• _AIM OF THE TASK_: Repeat the items from the line containing "identify the side" through the line containing "274,145 -> 320,178", and give only those lines. In them, swap "side mirror" for "rearview mirror" and leave everything else unchanged.

• _INPUT RECORDS_:
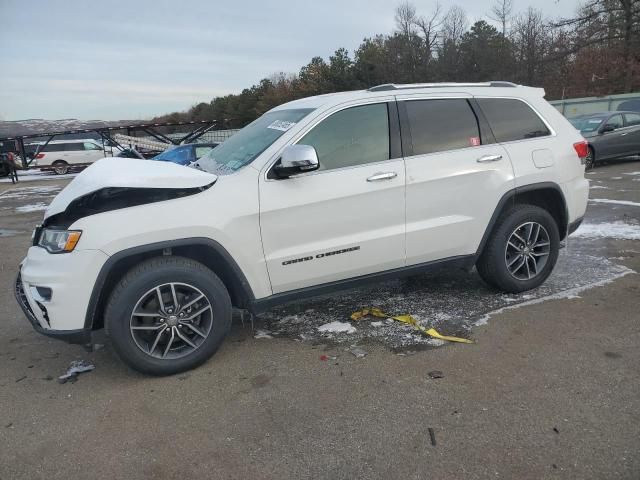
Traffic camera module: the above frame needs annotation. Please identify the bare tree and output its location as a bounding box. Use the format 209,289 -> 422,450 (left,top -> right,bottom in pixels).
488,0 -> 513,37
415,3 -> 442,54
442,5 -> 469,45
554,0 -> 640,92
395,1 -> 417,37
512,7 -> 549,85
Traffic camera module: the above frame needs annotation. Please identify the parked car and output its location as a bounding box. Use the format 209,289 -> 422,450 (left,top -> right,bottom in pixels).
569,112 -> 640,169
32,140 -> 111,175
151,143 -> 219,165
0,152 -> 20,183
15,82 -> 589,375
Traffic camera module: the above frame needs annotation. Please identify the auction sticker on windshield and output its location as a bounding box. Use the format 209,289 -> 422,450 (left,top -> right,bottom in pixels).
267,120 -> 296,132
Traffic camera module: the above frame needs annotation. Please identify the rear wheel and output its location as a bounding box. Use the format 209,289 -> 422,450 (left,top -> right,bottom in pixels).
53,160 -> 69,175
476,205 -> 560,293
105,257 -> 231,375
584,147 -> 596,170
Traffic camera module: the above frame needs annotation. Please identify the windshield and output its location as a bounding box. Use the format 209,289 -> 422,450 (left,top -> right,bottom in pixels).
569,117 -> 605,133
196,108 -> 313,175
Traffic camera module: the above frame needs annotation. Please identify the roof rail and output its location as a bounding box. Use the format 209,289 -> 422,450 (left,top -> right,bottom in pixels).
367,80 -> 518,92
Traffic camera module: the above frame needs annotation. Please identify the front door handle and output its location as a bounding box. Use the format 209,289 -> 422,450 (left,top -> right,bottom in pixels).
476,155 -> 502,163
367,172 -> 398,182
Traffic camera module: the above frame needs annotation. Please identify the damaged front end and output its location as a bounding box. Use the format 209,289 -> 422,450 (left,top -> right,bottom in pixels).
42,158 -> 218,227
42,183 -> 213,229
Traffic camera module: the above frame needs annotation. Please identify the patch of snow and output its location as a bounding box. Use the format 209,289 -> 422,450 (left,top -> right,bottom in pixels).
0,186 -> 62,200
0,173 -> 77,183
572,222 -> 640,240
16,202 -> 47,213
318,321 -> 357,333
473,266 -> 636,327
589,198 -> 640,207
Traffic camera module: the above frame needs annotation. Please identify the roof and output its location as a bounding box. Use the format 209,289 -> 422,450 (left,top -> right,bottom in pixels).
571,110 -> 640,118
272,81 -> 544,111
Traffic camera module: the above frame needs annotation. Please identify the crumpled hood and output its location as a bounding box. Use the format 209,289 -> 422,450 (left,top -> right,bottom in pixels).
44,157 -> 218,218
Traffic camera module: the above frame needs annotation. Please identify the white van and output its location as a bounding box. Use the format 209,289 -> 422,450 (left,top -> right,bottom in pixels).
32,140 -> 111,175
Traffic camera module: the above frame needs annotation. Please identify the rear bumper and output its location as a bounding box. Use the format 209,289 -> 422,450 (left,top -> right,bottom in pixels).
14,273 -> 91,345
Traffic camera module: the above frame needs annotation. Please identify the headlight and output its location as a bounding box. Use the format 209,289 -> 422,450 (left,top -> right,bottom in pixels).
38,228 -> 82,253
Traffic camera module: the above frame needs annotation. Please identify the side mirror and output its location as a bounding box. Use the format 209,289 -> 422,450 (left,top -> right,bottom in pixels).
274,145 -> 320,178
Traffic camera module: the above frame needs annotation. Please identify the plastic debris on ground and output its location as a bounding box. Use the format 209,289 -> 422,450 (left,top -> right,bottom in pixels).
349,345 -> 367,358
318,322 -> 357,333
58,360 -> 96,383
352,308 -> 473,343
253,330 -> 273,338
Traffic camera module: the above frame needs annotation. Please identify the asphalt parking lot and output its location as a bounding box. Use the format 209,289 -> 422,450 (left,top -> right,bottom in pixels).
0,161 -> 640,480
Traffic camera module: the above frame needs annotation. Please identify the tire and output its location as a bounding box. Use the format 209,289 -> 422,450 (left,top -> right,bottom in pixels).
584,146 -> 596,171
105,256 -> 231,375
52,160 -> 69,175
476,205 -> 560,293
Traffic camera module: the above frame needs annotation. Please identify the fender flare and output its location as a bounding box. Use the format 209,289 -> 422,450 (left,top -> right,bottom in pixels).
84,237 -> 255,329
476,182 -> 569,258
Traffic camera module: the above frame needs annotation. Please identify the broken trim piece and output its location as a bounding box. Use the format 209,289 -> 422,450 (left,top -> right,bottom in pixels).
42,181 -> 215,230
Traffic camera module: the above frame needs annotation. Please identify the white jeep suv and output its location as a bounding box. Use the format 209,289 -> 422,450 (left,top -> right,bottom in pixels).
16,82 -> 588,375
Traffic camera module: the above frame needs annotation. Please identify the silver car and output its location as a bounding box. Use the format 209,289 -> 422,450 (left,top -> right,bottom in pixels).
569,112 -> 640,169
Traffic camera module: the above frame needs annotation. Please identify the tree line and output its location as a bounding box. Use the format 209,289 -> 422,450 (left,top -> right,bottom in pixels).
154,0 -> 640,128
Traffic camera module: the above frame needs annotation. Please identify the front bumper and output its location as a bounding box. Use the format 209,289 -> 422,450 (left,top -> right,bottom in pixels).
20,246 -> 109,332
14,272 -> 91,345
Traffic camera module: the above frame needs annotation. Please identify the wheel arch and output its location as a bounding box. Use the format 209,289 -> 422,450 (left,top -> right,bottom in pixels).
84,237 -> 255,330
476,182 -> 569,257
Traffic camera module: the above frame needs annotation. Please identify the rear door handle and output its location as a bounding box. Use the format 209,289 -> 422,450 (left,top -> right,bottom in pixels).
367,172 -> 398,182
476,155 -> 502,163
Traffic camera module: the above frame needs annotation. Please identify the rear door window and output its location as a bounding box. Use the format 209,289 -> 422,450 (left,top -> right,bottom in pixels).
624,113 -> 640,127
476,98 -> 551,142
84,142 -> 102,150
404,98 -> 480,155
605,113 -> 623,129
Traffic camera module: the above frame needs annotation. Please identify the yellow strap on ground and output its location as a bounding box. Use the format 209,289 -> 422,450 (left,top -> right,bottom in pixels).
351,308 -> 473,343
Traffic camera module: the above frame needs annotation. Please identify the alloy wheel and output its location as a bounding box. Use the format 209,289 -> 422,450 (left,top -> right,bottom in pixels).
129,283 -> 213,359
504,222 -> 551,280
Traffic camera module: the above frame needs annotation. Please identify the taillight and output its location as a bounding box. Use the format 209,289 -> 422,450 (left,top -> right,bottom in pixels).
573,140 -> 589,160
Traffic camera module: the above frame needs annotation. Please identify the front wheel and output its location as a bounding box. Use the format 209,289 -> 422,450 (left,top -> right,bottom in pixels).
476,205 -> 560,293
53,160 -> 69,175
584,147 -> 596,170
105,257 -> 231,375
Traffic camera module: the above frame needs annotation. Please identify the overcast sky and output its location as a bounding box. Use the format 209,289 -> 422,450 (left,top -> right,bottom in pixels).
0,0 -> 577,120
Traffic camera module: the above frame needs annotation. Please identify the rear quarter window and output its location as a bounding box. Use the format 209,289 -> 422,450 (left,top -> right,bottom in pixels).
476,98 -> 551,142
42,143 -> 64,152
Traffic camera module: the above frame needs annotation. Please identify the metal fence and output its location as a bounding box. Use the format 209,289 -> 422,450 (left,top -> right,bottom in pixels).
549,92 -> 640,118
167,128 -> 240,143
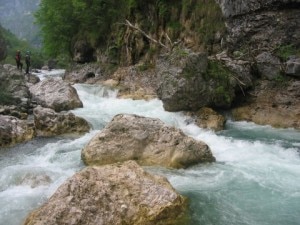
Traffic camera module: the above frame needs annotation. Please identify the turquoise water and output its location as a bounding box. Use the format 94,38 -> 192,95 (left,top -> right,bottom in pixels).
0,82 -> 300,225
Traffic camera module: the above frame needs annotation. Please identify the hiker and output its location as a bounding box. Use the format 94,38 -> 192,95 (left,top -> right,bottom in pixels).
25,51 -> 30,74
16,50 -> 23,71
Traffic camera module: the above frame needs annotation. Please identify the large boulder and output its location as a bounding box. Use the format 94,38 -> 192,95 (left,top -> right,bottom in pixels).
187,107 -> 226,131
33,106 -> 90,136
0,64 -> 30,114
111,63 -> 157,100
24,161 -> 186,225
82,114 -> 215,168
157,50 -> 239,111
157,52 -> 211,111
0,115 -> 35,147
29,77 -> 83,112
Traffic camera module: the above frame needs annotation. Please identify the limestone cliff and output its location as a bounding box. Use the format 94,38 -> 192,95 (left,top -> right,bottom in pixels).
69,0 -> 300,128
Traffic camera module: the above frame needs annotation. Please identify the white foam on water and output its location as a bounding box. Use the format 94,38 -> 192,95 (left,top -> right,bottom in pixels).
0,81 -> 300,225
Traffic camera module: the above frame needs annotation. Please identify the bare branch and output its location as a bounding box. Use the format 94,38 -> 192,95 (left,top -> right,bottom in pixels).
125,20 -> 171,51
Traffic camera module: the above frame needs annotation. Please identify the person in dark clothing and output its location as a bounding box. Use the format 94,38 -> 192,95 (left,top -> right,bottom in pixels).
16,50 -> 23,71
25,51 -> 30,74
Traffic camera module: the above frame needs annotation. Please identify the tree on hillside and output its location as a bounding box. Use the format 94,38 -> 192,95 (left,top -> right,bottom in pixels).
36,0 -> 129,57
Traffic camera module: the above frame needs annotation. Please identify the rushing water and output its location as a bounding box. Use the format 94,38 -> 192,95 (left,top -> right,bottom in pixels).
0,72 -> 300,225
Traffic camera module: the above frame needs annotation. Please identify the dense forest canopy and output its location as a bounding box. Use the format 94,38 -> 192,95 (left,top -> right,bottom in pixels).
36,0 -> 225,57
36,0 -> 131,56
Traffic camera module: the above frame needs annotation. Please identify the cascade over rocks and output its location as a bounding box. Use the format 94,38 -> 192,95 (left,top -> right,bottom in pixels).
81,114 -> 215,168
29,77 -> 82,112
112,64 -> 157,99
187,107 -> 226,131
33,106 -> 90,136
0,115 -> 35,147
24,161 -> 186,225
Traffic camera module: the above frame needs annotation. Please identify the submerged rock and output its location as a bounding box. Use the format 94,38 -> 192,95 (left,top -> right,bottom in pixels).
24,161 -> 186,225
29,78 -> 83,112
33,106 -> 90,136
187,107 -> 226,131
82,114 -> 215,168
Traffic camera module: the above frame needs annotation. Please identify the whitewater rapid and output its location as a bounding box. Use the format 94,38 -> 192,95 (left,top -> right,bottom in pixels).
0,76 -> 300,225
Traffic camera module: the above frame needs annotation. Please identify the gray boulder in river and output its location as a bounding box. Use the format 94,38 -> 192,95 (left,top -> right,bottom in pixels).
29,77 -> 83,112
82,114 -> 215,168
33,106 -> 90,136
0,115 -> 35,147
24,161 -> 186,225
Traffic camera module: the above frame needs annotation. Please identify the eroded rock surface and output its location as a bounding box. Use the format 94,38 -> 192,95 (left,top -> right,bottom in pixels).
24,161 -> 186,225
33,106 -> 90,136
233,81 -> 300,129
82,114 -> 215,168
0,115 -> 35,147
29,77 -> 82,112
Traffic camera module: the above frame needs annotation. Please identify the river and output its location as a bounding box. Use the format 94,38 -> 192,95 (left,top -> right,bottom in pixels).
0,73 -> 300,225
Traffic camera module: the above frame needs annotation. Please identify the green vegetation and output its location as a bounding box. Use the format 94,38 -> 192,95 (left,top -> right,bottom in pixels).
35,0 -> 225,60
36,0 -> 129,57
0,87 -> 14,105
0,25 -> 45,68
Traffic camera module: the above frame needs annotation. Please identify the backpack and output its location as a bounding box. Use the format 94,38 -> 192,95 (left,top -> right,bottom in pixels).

• _WRITTEN RESPONSE_:
Traffic camera module: the above frame needs annotation. Please identify the rearview mirror and output its location as a bounding box. Use the format 209,289 -> 422,450 (left,top -> right,bottom in pixels).
274,145 -> 320,178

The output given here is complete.